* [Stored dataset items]
- - - - -

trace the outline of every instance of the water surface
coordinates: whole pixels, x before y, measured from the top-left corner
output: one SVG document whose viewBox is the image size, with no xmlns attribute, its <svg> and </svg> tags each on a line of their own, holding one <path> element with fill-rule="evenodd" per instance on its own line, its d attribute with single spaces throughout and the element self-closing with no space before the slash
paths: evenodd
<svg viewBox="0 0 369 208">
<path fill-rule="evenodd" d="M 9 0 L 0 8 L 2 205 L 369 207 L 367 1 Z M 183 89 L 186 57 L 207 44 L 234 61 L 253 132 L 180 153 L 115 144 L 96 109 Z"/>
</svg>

- - - - -

* [REQUIREMENT] Rewrite the records with "water surface" changed to "lake surface" and nothing else altered.

* [EXPECTED ANSWER]
trace the outline of every instance of the lake surface
coordinates: whole pixels, x before y, measured from the top-left corner
output: one SVG document whose viewBox is the image size, with no xmlns attribute, its <svg> and </svg> tags each on a line of their own, holding one <path> element with fill-rule="evenodd" per instance on its own line, its d attribute with single spaces throughout and the element self-closing with no space before the slash
paths: evenodd
<svg viewBox="0 0 369 208">
<path fill-rule="evenodd" d="M 9 0 L 0 8 L 2 205 L 369 207 L 367 1 Z M 183 89 L 186 57 L 207 44 L 234 61 L 253 132 L 180 153 L 115 144 L 96 109 Z"/>
</svg>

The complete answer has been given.